(Rows from a dataset for labeling boxes)
:::

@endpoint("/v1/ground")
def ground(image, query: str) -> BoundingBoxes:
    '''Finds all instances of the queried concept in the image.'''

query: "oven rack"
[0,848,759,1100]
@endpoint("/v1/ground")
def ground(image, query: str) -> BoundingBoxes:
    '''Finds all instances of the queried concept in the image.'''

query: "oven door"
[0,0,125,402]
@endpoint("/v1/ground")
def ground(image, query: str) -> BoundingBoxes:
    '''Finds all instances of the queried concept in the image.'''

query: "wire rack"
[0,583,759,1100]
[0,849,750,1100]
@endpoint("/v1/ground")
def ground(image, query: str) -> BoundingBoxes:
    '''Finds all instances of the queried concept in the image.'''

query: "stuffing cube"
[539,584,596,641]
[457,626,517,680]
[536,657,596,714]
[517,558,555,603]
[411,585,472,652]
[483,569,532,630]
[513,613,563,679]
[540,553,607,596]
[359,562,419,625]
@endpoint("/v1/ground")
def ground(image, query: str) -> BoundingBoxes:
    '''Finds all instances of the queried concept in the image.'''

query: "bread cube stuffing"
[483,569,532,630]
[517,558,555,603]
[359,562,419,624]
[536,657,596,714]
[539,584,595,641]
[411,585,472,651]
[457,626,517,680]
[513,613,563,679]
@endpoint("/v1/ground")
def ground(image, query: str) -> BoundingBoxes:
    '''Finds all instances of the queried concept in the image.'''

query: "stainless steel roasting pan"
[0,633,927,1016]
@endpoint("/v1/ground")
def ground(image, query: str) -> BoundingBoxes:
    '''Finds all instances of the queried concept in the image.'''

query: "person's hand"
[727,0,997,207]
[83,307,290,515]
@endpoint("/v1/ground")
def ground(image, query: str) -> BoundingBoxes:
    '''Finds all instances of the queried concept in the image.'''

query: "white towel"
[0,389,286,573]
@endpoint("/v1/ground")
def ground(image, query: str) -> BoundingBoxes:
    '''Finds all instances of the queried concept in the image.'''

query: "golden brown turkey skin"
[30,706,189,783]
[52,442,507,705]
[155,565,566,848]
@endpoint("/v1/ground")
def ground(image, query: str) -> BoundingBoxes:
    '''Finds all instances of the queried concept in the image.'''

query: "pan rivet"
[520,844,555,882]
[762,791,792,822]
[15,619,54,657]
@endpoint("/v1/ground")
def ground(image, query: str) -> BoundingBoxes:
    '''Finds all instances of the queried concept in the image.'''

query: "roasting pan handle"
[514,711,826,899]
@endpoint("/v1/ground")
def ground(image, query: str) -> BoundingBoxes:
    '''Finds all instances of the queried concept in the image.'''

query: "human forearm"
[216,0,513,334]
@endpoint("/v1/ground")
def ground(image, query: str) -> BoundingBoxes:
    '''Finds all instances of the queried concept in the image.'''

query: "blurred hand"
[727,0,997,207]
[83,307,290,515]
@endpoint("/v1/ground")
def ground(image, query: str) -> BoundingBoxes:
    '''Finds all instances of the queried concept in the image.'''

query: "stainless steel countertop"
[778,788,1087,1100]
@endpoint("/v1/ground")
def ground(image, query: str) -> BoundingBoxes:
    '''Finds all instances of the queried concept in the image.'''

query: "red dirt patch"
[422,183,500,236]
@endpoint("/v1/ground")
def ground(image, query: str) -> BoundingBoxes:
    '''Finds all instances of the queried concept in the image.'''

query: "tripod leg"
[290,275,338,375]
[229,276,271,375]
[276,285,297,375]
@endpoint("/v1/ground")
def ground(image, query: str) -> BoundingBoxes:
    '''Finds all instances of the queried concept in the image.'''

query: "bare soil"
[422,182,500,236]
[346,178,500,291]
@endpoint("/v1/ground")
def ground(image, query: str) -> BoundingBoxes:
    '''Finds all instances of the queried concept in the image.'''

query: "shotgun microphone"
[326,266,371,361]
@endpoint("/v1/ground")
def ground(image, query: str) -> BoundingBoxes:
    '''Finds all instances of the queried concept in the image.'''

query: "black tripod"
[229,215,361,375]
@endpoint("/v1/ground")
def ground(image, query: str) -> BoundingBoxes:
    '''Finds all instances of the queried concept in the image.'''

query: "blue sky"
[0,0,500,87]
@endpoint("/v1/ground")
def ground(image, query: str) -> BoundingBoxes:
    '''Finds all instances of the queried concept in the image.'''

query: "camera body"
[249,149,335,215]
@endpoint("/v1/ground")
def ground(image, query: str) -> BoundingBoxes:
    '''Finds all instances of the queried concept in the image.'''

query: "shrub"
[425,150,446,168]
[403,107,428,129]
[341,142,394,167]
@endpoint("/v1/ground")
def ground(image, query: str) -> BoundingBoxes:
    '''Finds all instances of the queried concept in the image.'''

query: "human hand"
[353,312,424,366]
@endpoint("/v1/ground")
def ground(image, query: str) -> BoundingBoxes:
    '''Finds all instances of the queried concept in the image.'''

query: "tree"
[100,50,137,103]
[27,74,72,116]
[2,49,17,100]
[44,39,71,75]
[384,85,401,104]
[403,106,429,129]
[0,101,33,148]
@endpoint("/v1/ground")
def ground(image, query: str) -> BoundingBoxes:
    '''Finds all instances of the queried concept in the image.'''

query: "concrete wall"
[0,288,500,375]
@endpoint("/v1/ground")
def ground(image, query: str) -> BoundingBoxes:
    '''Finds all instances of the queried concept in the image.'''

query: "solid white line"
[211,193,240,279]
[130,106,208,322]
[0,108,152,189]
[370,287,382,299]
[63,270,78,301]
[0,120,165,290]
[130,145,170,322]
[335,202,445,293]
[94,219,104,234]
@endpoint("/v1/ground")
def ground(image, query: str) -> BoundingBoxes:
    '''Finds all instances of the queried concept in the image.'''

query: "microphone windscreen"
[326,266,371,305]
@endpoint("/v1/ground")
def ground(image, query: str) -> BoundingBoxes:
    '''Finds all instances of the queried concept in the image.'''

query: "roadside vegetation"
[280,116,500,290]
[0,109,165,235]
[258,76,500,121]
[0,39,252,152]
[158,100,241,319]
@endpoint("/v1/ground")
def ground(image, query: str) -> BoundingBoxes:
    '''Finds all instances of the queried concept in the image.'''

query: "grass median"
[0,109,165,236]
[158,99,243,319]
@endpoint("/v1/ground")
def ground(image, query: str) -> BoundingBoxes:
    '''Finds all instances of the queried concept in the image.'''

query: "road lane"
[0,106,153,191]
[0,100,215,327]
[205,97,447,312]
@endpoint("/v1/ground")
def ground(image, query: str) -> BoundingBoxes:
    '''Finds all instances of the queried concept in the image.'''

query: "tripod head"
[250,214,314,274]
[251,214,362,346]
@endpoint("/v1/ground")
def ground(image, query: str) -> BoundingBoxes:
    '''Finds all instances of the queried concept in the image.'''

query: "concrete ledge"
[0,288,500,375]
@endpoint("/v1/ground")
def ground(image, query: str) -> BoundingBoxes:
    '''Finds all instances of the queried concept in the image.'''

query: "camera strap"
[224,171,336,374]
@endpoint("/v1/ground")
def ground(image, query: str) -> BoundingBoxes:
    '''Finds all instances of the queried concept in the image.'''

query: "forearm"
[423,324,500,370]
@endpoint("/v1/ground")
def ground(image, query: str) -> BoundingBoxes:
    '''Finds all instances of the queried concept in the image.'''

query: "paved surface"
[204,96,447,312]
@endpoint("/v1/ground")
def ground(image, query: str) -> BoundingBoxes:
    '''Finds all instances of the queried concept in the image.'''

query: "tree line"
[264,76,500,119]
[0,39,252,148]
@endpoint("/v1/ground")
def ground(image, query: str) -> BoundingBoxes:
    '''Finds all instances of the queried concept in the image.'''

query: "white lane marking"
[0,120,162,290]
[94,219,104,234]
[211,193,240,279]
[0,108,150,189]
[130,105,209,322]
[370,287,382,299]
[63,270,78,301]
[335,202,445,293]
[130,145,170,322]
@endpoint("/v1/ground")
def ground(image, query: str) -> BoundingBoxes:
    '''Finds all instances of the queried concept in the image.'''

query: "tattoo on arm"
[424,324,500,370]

:::

Required task - Update the entries from the first line through the line containing "[0,389,286,573]", inclusive, so that "oven" becomes "stove" and nothing else changes.

Task output -
@endpoint("/v1/ground")
def ground(image, query: str) -> BoundingBoxes:
    '''Finds all instances of the queried concept in the image.'''

query: "stove rack"
[0,848,759,1100]
@endpoint("/v1/ground")
def ground(image, query: str) -> BoundingBoxes:
    '''Finds all instances of the queried concept in the image.'''

query: "stove door"
[0,0,125,402]
@endpoint("/v1/ground")
def ground(image, query: str) -> BoundingBoxes:
    '''Finds all instances of the queried concept in the image.'''

query: "wire rack"
[0,583,759,1100]
[0,849,750,1100]
@endpoint("/v1/ground")
def ground(image, query: str) -> BoundingBoxes:
    '''Finds all instances of the queried concept in the image.'''

query: "stuffing cube"
[539,584,596,641]
[457,626,517,680]
[536,657,596,714]
[517,558,555,603]
[411,585,472,652]
[483,569,532,630]
[513,613,563,679]
[540,553,607,596]
[359,562,419,625]
@endpoint("/v1/ground")
def ground(image, query: str) -> BoundingBoxes:
    '''Finds all instances of the queried concept in the image.'''

query: "bread cube stuffing"
[483,569,532,630]
[517,558,555,603]
[359,562,419,624]
[536,657,596,714]
[539,584,595,641]
[411,585,472,651]
[457,626,517,680]
[513,613,563,679]
@endpoint("/v1/ground")
def ground(image, query: str) -> BoundingBoxes:
    '''Finds all instances of the queried concept in the image.'''

query: "stainless steel roasting pan"
[0,633,927,1016]
@endpoint("/v1/ground")
def ground(image, query: str) -> BoundingBoxes:
    '''Finds all instances of the queried concept in the image.'''

query: "person's hand"
[727,0,997,207]
[83,307,290,515]
@endpoint("/v1/ground")
def ground(image, query: str) -> BoundingBoxes:
    '''Finds all instances of the queried concept in the image.'''

query: "white towel"
[0,389,286,573]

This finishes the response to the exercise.